* _Work item_:
Please write out every entry below exactly, leaving out any pictures.

* _Input data_:
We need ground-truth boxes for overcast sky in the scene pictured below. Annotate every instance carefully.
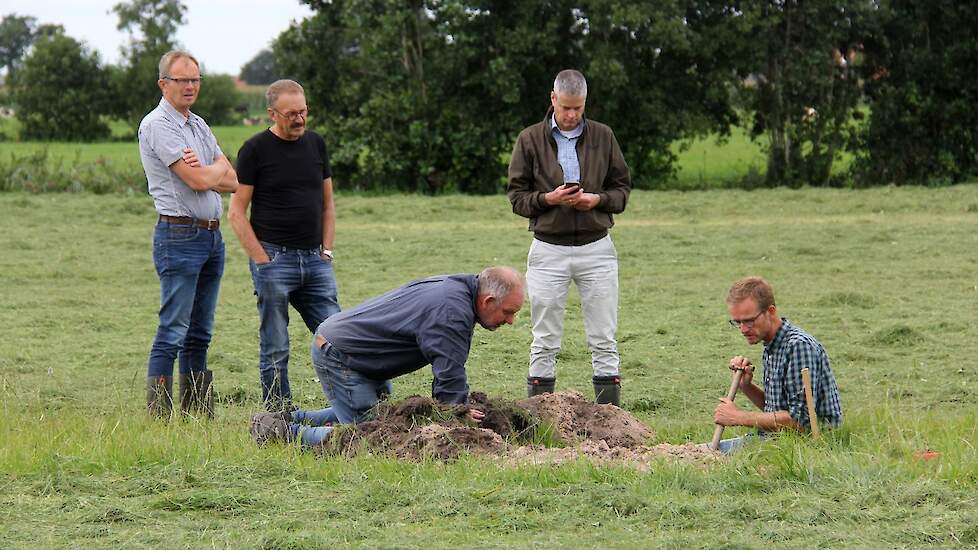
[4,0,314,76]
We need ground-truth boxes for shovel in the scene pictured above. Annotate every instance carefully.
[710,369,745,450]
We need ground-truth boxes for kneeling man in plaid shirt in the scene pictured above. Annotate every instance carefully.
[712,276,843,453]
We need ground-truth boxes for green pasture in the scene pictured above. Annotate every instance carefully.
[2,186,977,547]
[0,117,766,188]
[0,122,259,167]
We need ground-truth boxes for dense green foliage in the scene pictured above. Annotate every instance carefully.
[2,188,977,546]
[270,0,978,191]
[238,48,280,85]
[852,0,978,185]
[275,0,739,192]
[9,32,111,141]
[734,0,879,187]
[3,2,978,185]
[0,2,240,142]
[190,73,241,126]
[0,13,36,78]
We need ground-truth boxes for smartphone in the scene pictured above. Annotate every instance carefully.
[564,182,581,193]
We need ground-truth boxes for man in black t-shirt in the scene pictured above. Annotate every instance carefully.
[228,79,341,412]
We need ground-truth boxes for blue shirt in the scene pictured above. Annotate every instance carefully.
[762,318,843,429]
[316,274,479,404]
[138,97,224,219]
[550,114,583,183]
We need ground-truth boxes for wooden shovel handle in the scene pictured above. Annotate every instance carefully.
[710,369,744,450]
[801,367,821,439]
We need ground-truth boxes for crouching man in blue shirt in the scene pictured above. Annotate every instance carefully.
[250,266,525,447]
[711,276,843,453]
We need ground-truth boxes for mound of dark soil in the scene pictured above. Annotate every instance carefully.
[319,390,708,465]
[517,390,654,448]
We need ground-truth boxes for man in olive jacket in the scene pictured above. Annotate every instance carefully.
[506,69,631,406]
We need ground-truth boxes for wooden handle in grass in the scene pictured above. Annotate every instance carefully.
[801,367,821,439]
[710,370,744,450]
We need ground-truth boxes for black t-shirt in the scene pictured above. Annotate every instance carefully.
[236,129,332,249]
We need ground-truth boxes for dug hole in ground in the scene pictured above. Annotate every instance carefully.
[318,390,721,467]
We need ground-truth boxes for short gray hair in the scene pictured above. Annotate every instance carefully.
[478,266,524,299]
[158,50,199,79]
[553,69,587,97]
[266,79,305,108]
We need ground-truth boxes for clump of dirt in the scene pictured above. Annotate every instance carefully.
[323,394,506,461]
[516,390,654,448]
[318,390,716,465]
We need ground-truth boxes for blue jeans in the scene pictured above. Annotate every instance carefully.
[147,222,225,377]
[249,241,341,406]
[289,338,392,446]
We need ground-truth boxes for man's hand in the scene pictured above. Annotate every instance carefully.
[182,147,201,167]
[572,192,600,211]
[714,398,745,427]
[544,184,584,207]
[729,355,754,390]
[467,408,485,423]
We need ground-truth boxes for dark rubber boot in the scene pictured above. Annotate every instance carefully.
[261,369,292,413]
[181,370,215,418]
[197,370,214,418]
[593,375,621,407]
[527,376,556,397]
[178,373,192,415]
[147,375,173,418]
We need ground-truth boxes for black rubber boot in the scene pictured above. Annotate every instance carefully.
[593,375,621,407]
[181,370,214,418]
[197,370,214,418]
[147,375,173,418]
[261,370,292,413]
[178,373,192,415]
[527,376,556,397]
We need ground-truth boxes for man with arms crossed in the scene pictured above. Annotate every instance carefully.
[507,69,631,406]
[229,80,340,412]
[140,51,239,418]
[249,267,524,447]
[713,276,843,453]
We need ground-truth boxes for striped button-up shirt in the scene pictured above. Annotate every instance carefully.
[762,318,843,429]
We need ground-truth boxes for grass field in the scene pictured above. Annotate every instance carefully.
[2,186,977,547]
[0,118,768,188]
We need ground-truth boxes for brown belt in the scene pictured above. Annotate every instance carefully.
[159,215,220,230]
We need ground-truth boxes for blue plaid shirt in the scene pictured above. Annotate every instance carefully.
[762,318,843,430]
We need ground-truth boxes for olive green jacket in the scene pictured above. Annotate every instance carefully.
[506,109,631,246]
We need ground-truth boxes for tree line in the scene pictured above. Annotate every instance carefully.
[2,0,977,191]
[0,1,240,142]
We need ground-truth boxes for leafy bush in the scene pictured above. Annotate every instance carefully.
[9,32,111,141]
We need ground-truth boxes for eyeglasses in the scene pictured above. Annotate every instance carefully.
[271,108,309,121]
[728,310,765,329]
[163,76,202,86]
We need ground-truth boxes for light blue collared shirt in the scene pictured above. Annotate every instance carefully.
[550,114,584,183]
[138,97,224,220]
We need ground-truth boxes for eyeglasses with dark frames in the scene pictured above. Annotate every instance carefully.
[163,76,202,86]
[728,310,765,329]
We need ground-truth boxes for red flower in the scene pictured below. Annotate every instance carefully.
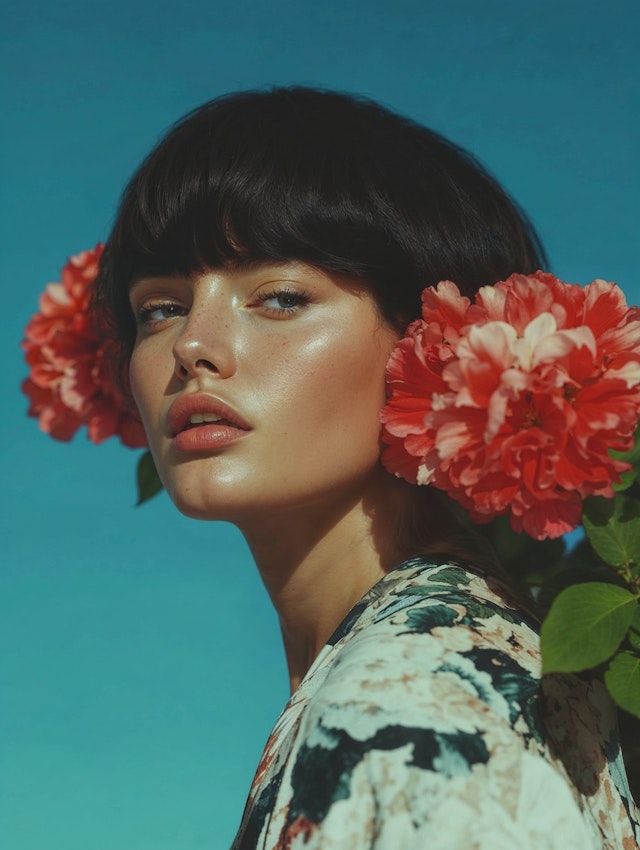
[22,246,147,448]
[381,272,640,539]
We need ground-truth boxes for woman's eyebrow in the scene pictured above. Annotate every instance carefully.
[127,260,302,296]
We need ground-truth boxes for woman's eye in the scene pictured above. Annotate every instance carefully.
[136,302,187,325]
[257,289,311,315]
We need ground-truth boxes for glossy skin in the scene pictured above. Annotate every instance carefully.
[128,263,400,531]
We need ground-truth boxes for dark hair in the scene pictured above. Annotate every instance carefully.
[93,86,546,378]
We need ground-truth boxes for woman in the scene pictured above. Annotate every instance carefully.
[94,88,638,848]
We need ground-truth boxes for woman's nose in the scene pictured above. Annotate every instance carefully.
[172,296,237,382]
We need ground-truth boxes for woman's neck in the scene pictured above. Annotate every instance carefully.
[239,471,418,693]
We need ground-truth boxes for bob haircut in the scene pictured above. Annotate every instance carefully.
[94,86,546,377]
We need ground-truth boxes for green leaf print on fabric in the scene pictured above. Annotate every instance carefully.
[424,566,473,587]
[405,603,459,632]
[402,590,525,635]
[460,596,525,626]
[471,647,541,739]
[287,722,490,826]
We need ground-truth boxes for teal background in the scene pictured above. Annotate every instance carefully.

* _Exercise response_:
We need ground-truth boxes for overcast sky in the scene pictured below. Annotate every instance carefully.
[4,0,314,76]
We need ground-truth boxes for shovel in the scene pictured above. Annotate every instance carefully.
[710,369,745,450]
We need ground-truth boxes for kneeling man in plaid shirt in the scene pictured above. Annotate every instance carefully.
[712,276,843,453]
We need ground-truth boxes for green pasture in the scene pictured above. Annotate every instance carefully.
[2,186,977,547]
[0,117,766,188]
[0,122,259,167]
We need ground-truth boxes for dense green foliage in the scene pictured above. Annotate every instance carefully.
[2,188,977,546]
[270,0,978,191]
[238,48,280,85]
[852,0,978,185]
[275,0,739,192]
[9,32,111,141]
[734,0,879,187]
[3,2,978,185]
[0,2,240,142]
[190,73,241,126]
[0,13,36,78]
We need ground-truth boxes for smartphone in the scene pictured above. Annotate every instance carefully.
[564,182,581,193]
We need ground-truth boxes for man in black t-shirt in the scene pictured above. Annotate every instance carefully.
[228,79,341,412]
We need ground-truth boxes for blue shirt in the scene pictured above. Annotate every instance carefully.
[762,318,843,429]
[316,274,479,404]
[138,97,224,219]
[550,114,583,183]
We need ground-truth boxes for wooden shovel handle in the scene pictured above. Annotate every instance carefully.
[710,369,744,450]
[801,367,821,439]
We need ground-truth boxes for crouching man in blue shirt in the scene pictured above. Annotate every instance carefully.
[250,266,525,447]
[711,276,843,453]
We need ground-truth boxes for mound of dark soil in the scene pictured above. Annotate every instance carefully.
[319,390,708,465]
[517,390,654,448]
We need ground-truth boxes for man in olive jacket in the scene pictured above. Annotate every instance carefully.
[506,69,631,406]
We need ground-truth boxes for wooden handle in grass in the scene pictured above. Annotate every instance carefully.
[801,367,821,439]
[710,370,744,450]
We need ground-truth boxes for black t-shirt in the scene pictured above. Annotate every instance carefully.
[236,129,332,249]
We need ground-truth boxes for dug hole in ground in the scene pictured above. Annotate every instance carefully.
[318,390,721,467]
We need ground-truth boxes for short gray hair in the scene pictured above. Annotate every instance carefully.
[478,266,524,299]
[158,50,199,79]
[553,69,587,97]
[266,79,305,108]
We need ground-truth boxes for clump of dirt in the scene pictured above. Annotate every instance carefully.
[323,394,506,461]
[516,390,654,448]
[318,390,716,465]
We need ground-truth boxes for blue jeans in the scene pictured above. Annotate every instance carefully.
[147,222,225,377]
[249,241,341,406]
[289,338,392,446]
We need ground-truth boxes for man's hand in the scene pictured above. Annotate every instance carefully.
[182,147,201,167]
[572,192,600,211]
[714,398,745,427]
[544,184,584,207]
[729,355,754,390]
[467,408,485,423]
We need ground-truth boxes for dark rubber boot in the scene pictured above. Annotate every instance carefully.
[261,369,292,413]
[181,370,215,418]
[197,370,214,418]
[593,375,621,407]
[527,376,556,397]
[178,373,192,415]
[147,375,173,418]
We need ground-truth boxes for black rubber boot in the scene pictured above. Annotate every instance carefully.
[593,375,621,407]
[181,370,214,418]
[197,370,214,418]
[147,375,173,418]
[261,370,292,413]
[178,373,192,415]
[527,376,556,397]
We need ground-truth boxes for man with arms crossed in the scene pictured above. Annotate every instance carefully.
[507,69,631,406]
[229,80,340,412]
[140,51,239,418]
[249,267,524,447]
[713,276,843,453]
We need ground-truth boxes for striped button-up shirt in the scene pictured above. Annotate every instance carefully.
[762,318,843,429]
We need ground-truth boxes for grass field in the scene pictured above. Annotate every instance carefully.
[2,186,977,547]
[0,118,768,188]
We need ground-truth boxes for brown belt in the scene pictured above. Annotate every instance carefully.
[159,215,220,230]
We need ground-truth boxes for blue plaid shirt in the scene pictured above. Annotate every instance carefully.
[762,318,843,430]
We need ground-truth boxes for olive green jacket in the scene pictured above. Annotate every instance carefully.
[506,109,631,246]
We need ground-truth boxes for tree line in the scene pictured above. Annotate every instance carefully.
[2,0,977,191]
[0,1,240,142]
We need ground-truth boxes for leafy bush in the scene pictured above. Annotate every instance carefully.
[9,32,111,141]
We need ground-truth boxes for eyeglasses in the scene pictured above. Annotate every instance carefully.
[271,108,309,121]
[728,310,765,329]
[163,76,202,86]
We need ground-truth boxes for light blue collared shirt in the scene pictured above. Annotate every instance carefully.
[550,114,584,183]
[138,97,224,220]
We need ground-truth boxes for eyeglasses with dark frames in the scene pictured above. Annotate every instance carefully.
[163,76,202,86]
[728,310,765,329]
We need ground-truth boxes for red flower in the scene pictured below. Annotate every instance carefully.
[22,246,147,448]
[381,272,640,539]
We need ground-truth boxes for woman's eyebrow in the scene pictured above. Annotate every instance carefully.
[127,260,302,296]
We need ground-truth boxes for woman's eye in the scene pictured above. Annotate every instance carefully.
[136,302,187,325]
[257,289,311,315]
We need ground-truth boxes for glossy skin in the scene pictured above. Annotate every instance carefully.
[128,263,400,531]
We need ground-truth boxes for dark hair in the scene pictured above. Annotate every instance carefully.
[93,86,546,378]
We need ground-truth boxes for woman in the scene pictured above. Annotate every instance carefully.
[94,88,638,848]
We need ground-truth boxes for woman's nose in the scene pictured above. Annotate every instance carefully.
[172,296,237,382]
We need ground-truth boxes for woman's neck in the scene pictured above. Annotate every instance carefully.
[239,471,418,693]
We need ground-truth boxes for bob haircut in the scene pictured above. Annotate every instance carefully.
[94,86,546,377]
We need ground-truth boxes for green leaf print on fabric in the scene pictured above. Annotate every instance carefully.
[424,566,473,587]
[405,603,459,632]
[402,590,525,635]
[460,596,525,626]
[471,647,541,739]
[287,722,490,826]
We need ground-truth boxes for teal background in the scene pictured above. Annotate every instance carefully.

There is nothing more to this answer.